> [Stated problem 1]: Give the records as a numbered list, starting at the line that contains "of the arched" and running through the end of the records, both ends included, with blank lines left out.

Sampling a VAT with pixel interpolation may introduce a small amount of 'data corruption', as each vertex might not precisely sample the desired frame or vertex data. Here's a visualization of four texels labeled a, b, c, and d, with a vertex initially centered on texel b. Imprecision from floating-point precision issues causes the UV to deviate slightly, resulting in the four nearest texels slightly contributing to the final sample. This issue becomes more pronounced as the VAT resolution increases, reducing the space between each texel and making the same amount of imprecision result in a greater percentage of deviation, leading to a higher amount of interpolation.

While having data from the next or previous frame participate slightly in the sample for a given frame wouldn't be the end of the world, the data from the vertex to the left or right creeping in is another story. This is really problematic because these vertices aren’t guaranteed to be neighboring vertices in the mesh, or even vertices receiving the same motion. Thus, the values encoded in neighboring texels might drastically vary, and any interpolation—even by a small amount—might result in visible corruption.

> [Stated problem 2]:
Answer these questions about the passage on VAT sampling:
(a) In the visualization of four texels, which texel is the vertex initially centered on?
(b) According to the passage, what happens to the amount of interpolation as VAT resolution increases?
(c) What two things are the vertices to the left or right not guaranteed to be?

> [Data for this task]:
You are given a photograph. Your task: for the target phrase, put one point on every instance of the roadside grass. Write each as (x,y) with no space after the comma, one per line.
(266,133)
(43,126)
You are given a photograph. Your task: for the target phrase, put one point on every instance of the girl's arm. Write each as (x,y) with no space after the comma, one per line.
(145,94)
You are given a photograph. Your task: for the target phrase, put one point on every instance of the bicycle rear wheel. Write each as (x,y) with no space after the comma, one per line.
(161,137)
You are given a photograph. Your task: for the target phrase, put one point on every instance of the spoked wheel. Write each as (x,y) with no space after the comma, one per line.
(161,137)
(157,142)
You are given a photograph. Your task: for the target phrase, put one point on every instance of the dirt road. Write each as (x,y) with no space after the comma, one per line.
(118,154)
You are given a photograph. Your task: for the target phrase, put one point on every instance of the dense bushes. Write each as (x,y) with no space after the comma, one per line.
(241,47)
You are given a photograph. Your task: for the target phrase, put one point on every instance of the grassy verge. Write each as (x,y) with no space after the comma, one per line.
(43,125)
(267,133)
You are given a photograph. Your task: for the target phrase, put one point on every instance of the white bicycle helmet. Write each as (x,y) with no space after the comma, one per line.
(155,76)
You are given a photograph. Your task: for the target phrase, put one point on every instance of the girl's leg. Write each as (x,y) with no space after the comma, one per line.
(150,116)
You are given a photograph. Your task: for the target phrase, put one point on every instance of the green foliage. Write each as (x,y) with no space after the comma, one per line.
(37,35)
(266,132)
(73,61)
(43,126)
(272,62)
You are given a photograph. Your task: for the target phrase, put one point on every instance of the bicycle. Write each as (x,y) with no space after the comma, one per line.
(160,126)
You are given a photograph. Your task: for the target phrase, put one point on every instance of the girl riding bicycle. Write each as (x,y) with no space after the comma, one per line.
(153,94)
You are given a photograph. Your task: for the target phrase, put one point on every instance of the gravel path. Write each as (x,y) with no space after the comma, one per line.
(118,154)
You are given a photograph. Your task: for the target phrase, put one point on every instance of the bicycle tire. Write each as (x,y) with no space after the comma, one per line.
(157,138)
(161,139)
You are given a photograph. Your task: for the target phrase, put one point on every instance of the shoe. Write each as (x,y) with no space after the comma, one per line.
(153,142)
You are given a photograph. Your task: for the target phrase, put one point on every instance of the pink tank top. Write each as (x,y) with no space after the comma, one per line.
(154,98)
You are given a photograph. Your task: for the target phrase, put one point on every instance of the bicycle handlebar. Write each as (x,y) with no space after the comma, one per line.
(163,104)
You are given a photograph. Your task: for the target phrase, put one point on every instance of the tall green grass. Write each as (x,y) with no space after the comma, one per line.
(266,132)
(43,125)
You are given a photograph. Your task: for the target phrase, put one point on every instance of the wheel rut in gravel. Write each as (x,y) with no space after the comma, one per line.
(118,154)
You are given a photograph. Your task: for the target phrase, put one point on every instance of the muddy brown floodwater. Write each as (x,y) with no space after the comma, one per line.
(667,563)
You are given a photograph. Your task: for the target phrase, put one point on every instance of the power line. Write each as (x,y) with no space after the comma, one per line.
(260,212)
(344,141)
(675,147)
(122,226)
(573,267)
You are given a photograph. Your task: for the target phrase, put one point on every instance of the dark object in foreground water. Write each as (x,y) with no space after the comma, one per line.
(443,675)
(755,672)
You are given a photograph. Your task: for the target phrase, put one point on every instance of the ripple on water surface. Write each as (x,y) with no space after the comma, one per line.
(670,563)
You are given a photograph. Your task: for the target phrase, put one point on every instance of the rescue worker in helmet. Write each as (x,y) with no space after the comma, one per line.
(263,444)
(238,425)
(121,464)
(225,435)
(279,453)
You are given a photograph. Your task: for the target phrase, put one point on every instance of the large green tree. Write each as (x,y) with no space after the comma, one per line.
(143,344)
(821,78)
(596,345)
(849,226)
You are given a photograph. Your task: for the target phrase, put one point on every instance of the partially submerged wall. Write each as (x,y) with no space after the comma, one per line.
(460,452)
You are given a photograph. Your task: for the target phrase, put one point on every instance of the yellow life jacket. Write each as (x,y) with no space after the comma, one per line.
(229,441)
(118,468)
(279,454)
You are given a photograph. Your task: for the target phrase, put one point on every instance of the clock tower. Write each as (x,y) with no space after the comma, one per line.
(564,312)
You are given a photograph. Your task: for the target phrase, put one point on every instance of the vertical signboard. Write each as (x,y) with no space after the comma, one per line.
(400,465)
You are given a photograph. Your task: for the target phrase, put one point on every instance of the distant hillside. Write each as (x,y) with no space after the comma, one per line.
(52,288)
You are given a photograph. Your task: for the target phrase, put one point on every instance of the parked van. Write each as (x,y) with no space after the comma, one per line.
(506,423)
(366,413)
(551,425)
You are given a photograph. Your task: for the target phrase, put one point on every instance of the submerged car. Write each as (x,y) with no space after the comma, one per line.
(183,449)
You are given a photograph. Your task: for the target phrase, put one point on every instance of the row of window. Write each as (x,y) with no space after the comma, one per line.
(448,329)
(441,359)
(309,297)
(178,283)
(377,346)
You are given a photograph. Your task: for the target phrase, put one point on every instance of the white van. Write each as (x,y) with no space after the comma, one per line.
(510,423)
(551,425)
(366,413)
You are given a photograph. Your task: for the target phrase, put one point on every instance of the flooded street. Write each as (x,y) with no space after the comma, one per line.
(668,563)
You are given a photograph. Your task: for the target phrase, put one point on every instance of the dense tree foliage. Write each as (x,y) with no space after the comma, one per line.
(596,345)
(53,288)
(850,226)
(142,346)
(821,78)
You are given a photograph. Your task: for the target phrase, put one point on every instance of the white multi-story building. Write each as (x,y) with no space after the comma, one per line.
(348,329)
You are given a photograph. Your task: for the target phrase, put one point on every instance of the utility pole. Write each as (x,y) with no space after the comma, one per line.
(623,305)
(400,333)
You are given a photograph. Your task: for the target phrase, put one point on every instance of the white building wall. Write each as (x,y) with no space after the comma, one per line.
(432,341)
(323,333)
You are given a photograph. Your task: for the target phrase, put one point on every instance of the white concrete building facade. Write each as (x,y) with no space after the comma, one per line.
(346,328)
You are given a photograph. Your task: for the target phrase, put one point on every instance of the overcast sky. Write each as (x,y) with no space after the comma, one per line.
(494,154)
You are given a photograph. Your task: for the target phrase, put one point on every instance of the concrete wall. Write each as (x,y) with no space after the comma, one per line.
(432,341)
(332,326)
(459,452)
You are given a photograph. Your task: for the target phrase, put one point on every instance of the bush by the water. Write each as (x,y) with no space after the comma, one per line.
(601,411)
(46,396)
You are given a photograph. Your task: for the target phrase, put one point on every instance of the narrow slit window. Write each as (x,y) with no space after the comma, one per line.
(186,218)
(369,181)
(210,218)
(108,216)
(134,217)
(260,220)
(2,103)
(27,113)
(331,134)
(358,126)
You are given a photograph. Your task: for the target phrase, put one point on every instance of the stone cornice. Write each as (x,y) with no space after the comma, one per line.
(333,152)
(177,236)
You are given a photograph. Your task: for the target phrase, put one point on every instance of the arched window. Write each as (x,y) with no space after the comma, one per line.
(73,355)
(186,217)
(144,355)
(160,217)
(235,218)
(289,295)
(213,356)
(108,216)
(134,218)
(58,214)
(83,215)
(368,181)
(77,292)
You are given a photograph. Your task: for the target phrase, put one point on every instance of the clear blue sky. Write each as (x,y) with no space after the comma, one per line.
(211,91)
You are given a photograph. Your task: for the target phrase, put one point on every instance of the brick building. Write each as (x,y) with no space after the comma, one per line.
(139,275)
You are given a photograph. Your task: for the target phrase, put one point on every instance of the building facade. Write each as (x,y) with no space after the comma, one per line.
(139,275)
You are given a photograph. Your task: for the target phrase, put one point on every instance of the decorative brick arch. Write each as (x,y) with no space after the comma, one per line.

> [Correct response 1]:
1. You are given a photograph. Your task: for the target phrase, put one point on every instance of the arched window. Write each as (x,y) with no space after the comma, one per line.
2. (73,355)
3. (186,217)
4. (144,355)
5. (160,217)
6. (235,218)
7. (289,295)
8. (213,356)
9. (108,216)
10. (134,218)
11. (58,214)
12. (83,215)
13. (368,181)
14. (77,292)
15. You are given a photograph. Your task: for the target phrase, put one point on every instance of the clear blue sky. Write each as (x,y) with no space after the comma, one per line.
16. (211,91)
17. You are given a photograph. Your task: for the target phrase, put one point on every instance of the brick building. Write each as (x,y) with no space after the comma, one per line.
18. (139,275)
19. You are given a photograph. Your task: for the target phrase, put one point on every instance of the building facade. Write each as (x,y) with no space after the comma, one per line.
20. (139,275)
21. You are given a photograph. Your task: for the target phrase, put one point on every instance of the decorative brick arch. Write each as (x,y) with no space after the comma, one per line.

> [Correct response 2]:
(a) Texel b.
(b) It becomes higher.
(c) Neighboring vertices in the mesh, or vertices receiving the same motion.